# Supplied data
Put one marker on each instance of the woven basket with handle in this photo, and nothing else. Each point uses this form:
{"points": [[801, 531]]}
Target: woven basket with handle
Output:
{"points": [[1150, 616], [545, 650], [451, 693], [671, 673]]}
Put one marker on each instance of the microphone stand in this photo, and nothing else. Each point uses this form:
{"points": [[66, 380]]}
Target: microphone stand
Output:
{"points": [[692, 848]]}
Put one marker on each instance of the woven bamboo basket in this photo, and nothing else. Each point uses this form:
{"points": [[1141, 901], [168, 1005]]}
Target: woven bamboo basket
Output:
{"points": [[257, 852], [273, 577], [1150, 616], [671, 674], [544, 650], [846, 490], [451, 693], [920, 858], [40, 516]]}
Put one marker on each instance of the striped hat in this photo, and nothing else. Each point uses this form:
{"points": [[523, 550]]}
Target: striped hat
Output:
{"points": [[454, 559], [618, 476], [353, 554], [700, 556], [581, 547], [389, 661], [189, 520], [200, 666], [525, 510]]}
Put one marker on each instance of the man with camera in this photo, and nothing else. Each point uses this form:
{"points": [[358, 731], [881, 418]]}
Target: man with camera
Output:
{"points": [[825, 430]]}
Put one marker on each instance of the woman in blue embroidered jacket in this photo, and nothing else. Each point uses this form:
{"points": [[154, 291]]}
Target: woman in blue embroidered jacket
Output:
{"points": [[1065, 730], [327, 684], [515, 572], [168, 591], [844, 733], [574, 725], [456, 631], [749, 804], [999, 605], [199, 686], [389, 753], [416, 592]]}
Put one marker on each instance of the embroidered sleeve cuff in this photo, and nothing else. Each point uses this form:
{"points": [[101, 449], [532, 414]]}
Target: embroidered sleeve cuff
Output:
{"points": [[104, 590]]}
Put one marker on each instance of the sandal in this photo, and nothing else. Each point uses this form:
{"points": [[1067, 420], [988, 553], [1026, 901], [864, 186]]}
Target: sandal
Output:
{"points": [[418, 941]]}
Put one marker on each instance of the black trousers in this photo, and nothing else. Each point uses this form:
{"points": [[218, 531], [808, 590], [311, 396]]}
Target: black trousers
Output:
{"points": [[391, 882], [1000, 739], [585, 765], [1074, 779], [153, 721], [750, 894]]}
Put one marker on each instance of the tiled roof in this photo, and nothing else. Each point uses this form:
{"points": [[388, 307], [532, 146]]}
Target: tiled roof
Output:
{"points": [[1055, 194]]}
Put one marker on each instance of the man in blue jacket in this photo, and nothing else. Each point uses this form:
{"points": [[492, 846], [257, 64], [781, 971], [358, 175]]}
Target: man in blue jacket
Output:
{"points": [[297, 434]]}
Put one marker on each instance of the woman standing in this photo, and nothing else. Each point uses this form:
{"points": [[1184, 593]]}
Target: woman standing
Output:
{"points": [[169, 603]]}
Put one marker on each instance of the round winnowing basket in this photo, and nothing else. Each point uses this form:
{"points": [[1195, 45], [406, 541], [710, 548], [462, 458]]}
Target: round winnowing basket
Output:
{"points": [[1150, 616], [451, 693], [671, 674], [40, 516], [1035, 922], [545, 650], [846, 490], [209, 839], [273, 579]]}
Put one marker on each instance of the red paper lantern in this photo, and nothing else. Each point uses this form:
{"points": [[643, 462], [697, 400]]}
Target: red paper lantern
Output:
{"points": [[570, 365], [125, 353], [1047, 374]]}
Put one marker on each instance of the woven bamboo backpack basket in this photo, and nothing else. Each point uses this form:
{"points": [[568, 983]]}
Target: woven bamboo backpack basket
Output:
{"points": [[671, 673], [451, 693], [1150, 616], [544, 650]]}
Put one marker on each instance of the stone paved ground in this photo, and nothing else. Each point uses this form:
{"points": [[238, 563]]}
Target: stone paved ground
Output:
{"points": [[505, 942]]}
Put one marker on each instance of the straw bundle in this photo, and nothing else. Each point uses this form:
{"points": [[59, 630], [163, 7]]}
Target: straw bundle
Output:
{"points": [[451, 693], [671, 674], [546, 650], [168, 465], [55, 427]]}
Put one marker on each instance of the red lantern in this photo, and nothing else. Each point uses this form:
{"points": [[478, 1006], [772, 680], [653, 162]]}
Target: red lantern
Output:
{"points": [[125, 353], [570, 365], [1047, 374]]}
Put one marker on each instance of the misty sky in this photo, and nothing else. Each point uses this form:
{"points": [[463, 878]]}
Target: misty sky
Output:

# Assigned task
A complete answer gives every line of the data that includes "bamboo".

# Answer space
Put one marker on each instance of the woven bamboo basket in this photo, and nothing else. Each point uses this form:
Target: woven bamboo basket
Put one marker on each instance of the woven bamboo backpack basket in this photo, and nothing else. Each point uses this form:
Target: woven bamboo backpack basket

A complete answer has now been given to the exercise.